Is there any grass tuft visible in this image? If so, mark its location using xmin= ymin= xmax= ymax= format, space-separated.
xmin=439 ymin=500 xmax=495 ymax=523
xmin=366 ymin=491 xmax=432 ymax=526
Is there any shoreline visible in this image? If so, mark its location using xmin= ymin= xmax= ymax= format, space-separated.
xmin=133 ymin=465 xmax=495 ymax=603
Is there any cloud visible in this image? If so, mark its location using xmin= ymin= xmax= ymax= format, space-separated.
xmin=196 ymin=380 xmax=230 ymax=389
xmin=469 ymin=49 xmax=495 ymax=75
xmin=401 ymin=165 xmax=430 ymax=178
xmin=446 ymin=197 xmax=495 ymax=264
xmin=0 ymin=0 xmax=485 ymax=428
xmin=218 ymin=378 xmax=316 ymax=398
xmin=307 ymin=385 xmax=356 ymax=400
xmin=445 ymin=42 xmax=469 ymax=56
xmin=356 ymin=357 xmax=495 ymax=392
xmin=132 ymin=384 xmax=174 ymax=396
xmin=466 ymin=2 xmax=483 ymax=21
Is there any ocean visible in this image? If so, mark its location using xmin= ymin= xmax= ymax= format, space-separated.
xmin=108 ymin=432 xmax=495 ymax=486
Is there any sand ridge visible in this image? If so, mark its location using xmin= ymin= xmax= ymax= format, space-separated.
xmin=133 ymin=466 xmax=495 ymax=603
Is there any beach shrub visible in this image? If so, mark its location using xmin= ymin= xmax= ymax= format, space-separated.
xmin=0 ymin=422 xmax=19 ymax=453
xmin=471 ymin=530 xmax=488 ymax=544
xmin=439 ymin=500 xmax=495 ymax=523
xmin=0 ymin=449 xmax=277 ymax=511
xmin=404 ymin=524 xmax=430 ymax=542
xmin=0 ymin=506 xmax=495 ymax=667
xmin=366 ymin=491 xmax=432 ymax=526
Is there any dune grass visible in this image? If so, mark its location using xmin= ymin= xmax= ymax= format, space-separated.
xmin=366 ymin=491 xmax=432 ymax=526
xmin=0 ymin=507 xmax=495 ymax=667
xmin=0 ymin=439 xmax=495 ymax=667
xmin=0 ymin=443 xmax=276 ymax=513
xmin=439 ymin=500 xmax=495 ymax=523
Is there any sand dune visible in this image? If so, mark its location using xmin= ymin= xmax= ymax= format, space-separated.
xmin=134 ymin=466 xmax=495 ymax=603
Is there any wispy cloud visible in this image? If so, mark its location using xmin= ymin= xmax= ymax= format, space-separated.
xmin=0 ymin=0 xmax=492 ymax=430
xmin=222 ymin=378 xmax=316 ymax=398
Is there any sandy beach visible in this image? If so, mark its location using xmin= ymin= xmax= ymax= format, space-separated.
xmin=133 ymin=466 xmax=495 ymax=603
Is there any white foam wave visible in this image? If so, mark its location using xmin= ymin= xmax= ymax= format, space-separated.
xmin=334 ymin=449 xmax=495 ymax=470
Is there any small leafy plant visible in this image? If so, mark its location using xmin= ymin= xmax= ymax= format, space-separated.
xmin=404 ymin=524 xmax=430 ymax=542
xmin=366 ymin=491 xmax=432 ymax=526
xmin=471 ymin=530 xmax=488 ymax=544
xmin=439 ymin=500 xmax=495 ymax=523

Short task: Starting with the first line of the data and continuing through the line with "xmin=133 ymin=465 xmax=495 ymax=603", reproduce those lines with "grass tuft" replaced by "grass clump" and everything else unchanged.

Full response:
Is there any grass clump visible in this image? If so, mark its location using xmin= ymin= xmax= ymax= format, space-separated.
xmin=439 ymin=500 xmax=495 ymax=523
xmin=366 ymin=491 xmax=432 ymax=526
Is there any shoreline visible in this image? If so, mark its location using xmin= ymin= xmax= ymax= format, space-separated.
xmin=133 ymin=465 xmax=495 ymax=603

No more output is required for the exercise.